What is needed:
Return each line of the items below that contains the string "every". Case counts.

Records excerpted from a collection:
§ §

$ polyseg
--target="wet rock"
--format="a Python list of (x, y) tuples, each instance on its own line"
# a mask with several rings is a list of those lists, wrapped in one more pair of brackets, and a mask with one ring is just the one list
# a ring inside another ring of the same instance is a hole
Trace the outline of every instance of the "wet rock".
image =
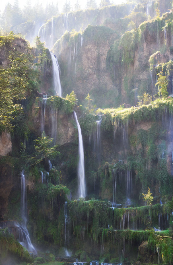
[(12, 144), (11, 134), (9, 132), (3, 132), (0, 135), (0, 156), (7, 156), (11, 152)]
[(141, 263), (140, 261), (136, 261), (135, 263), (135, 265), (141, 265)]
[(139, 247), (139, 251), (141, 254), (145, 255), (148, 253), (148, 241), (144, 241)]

§ §

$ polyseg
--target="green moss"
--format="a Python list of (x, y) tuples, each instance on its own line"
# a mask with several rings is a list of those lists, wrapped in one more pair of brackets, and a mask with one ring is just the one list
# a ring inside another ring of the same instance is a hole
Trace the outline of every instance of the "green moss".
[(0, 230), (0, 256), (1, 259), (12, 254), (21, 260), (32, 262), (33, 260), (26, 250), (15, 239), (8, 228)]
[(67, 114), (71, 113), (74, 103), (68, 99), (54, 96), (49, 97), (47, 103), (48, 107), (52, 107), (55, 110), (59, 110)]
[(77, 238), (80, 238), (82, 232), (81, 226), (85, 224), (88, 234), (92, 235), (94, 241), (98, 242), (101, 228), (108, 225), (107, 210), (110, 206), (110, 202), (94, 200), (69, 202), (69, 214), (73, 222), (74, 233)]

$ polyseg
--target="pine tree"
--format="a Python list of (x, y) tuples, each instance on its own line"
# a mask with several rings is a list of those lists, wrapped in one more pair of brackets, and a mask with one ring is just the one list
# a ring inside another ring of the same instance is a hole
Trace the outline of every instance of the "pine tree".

§ §

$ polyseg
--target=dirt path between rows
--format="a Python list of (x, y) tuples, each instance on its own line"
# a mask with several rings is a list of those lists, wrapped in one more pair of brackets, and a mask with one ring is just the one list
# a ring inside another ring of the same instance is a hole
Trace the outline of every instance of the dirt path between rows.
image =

§ §

Solution below:
Trace the outline of every instance of the "wet rock".
Trace the outline of every instance of the "green moss".
Trace the outline of every instance of the "pine tree".
Trace the outline of every instance of the dirt path between rows.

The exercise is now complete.